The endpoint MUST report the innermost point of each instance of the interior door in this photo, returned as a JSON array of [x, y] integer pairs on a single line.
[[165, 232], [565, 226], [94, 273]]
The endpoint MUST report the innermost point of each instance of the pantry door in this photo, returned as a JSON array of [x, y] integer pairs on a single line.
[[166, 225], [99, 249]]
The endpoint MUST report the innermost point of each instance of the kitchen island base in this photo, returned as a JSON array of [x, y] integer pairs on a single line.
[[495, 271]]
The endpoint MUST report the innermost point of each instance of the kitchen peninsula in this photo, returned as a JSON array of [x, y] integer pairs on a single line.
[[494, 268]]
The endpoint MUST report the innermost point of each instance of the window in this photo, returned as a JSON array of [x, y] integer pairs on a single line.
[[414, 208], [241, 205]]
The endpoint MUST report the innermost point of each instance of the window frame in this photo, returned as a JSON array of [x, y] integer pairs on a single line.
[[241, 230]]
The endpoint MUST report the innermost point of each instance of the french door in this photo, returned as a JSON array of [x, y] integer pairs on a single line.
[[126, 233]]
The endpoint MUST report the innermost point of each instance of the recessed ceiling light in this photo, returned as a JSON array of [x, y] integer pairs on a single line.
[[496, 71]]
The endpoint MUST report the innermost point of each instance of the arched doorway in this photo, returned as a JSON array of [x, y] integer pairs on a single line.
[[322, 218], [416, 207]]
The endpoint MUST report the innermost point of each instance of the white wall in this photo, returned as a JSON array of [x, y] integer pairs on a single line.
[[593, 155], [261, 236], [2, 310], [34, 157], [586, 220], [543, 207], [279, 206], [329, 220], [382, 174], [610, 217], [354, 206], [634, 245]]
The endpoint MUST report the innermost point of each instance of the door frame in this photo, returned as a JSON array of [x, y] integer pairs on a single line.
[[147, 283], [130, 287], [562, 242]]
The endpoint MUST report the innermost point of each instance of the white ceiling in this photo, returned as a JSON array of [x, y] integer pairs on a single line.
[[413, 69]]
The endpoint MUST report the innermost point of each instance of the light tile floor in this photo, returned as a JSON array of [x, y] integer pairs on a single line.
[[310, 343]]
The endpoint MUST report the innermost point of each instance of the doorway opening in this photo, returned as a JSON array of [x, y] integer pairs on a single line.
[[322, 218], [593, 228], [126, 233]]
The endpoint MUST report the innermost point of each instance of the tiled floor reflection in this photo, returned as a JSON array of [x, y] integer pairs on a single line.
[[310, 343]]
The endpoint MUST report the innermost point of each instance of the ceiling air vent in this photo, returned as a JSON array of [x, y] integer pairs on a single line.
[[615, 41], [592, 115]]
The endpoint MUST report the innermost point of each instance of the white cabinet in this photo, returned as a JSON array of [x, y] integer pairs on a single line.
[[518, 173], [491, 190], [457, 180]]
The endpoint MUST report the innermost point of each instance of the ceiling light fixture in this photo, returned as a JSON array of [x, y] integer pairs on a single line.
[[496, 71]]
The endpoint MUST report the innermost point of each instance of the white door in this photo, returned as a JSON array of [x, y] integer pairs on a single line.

*-*-*

§ To do: Copy out all of the material above word for word, keeping every line in its original order.

§ Answer to this task:
The endpoint MUST report the innermost point of each instance of the interior door in this photo, returned as a JSON array of [x, y] integer pairs on a single line.
[[165, 232], [565, 226], [94, 273]]
The endpoint MUST report the innermost point of each instance of the pantry door in this photo, returned as a JSON array of [x, y] integer pairs on a single line.
[[166, 225], [99, 249]]
The endpoint MUST report the innermost point of each instance of the kitchen island base in this photo, returned as a JSON array of [x, y] integer pairs on a single line.
[[495, 271]]
The endpoint MUST report the innermost point of each instance of the kitchen peninsula in this photo, returned as a JSON array of [x, y] integer pairs on a single line.
[[494, 268]]
The endpoint MUST report the innermost point of each instance of the window in this photo, returned as a JSON array of [x, y] integer pairs on a single line.
[[414, 208], [241, 205]]
The endpoint MUST report the innermost point of each instance of the window frame in this photo, returned as a JSON array of [x, y] integer pairs on a single line.
[[241, 230]]
The endpoint MUST report the innermost point of each instance of the french door in this photo, returned as a JSON array of [x, y] integer pairs on a single line.
[[126, 233]]
The endpoint MUST report the innermost point of each instance of the recessed ceiling light in this photo, returned as a JSON array of [x, y] integer pairs on a single line.
[[496, 71]]
The endpoint MUST report the innermost point of each instance of the arched doorway in this photo, returned as a JSON array of [x, y] integer pairs on a single line.
[[322, 218], [416, 207]]
The endpoint MUST report the innermost point of each instance of the white wall in this photo, returned as a JSON array of [x, y] integer pairs on a single line.
[[593, 155], [261, 236], [2, 310], [34, 157], [586, 220], [543, 207], [279, 206], [329, 220], [382, 174], [610, 217], [354, 206], [634, 245]]
The endpoint MUST report the innermost point of each instance of the door frame in this photo, returned as a JSON array of [x, y] integer pairs on a single line.
[[147, 283], [130, 287], [562, 242]]
The endpoint MUST report the innermost point of each instance of the white ceiling in this photo, returned as a JSON array of [x, y] integer pairs on a single line.
[[413, 69]]
The endpoint MUST report the innermost point of each instance of the light tile floor in this photo, returned as a JSON array of [x, y] integer pairs on a single line.
[[310, 343]]
The endpoint MUST report the innermost point of each instance of the doorway opening in this photo, returned as a JSON array of [x, y] integer pairs on a single line.
[[322, 218], [593, 228], [126, 233]]
The endpoint MUST report the innermost point of each instance of the tiled floor reflection in this photo, returned as a JSON array of [x, y] integer pairs on a single line.
[[310, 343]]
The endpoint MUST report the innermost point of each instance of the ceiling air vent in this photo, returned as a JSON array of [x, y] integer pairs on a single line.
[[615, 41], [592, 115]]
The endpoint MUST report the innermost point of each instance of the white cabinet in this photo, returned as a JSON array of [x, y] integer pairs on a single line.
[[518, 173], [491, 190], [457, 180]]
The endpoint MUST report the innermost point of each instance of the ceiling light fixture in this photo, returned as a JSON array of [x, y] integer pairs on a single line.
[[496, 71]]
The endpoint MUST report the innermost point of each instance of the white door in this photo, returned as a JSON array of [x, y] integer pairs on a single line.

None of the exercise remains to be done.